Stimmen die folgenden Aussagen mit dem nachstehenden Auszug über Farbpigmentpasten in Rührwerksbehältern überein? Beantworten Sie jede mit Ja oder Nein und belegen Sie dies mit den entscheidenden Worten des Auszugs als wörtlichem Zitat: (a) Kondenswasser bildet sich bevorzugt im unteren Bereich der Behälter. (b) Die Behälterdeckel schließen wegen Randverkrustungen nicht mehr exakt. (c) Oxidpasten gelten aufgrund ihrer sehr hohen Trocknungsneigung als gefährdet.
+++ AUSGEWÄHLTER AUSZUG +++
08 September 2010

Verhalten von Farbpigmentpasten in Rührwerksbehältern bei Farbdosieranlagen


Einleitung

Viele Anwender und Betreiber von Tönanlagen kennen die Problematik der Alterung von Pigmentpasten in Rührwerksbehältern. Sehr häufig werden mit der Dauer des Betriebes dieser Anlagen ein Aufkonzentrieren der Pasten in den Behältern durch Flüssigkeitsverlust und die Bildung von Ablagerungen (Plaque) auf Teilen der Rührwerke beobachtet. Weiterhin bildet sich bevorzugt im oberen Bereich der Behälter Kondenswasser. Dieses Kondenswasser neigt sehr leicht dazu sich retardierend zu verflüchtigen. Dieser Effekt wird dadurch begünstigt, dass die in der Regel aufgesetzten Behälterdeckel aufgrund von Randverkrustungen nicht mehr exakt schließen. Mit dem Betrieb dieser Anlagen treten diese Effekte gleichzeitig auf. Insgesamt kann mit der Dauer des Betriebes deshalb von einer signifikanten Beeinträchtigung der Pastenqualität ausgegangen werden. Als Folge dieser Beeinträchtigung können Funktionsstörungen der Dosieranlage oder die Beeinflussung des Farbtönergebnisses auftreten. Oft kann nur durch Wechseln des Behälter-/Pumpensystems Abhilfe geschaffen werden. Insbesondere Pasten die nur in geringen Mengen und sehr selten dosiert werden sind besonders betroffen, aber auch Pasten die eine sehr hohe Trocknungsneigung aufweisen, wie etwa Oxidpasten sind gefährdet.
+++ BEREITGESTELLTE DATEN +++
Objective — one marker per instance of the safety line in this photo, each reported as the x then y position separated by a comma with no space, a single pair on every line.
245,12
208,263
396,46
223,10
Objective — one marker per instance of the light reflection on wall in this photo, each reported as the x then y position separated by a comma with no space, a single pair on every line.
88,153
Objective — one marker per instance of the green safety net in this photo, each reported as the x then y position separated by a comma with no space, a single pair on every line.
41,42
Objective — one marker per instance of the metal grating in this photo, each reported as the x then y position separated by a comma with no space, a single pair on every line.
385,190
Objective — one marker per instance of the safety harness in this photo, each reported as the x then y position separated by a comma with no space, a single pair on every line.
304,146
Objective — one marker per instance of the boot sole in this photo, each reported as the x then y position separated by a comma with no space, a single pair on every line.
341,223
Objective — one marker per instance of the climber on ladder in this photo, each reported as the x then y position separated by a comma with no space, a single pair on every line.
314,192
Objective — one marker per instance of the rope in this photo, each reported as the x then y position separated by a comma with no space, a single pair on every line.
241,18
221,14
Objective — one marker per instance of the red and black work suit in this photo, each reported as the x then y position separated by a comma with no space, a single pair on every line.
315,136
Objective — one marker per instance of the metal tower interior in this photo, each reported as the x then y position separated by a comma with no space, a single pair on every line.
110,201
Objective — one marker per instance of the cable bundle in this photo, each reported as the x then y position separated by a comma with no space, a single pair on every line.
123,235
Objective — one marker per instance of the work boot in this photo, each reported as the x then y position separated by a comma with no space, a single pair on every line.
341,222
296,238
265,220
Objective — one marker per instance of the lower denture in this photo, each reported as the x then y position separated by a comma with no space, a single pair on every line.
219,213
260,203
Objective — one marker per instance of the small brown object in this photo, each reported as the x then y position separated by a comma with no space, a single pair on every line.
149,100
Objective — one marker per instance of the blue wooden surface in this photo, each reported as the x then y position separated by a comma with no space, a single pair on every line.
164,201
+++
GELÖSTE AUFGABE ->
(a) Nein: „Weiterhin bildet sich bevorzugt im oberen Bereich der Behälter Kondenswasser.“
(b) Ja: „dass die in der Regel aufgesetzten Behälterdeckel aufgrund von Randverkrustungen nicht mehr exakt schließen“
(c) Ja: „aber auch Pasten die eine sehr hohe Trocknungsneigung aufweisen, wie etwa Oxidpasten sind gefährdet“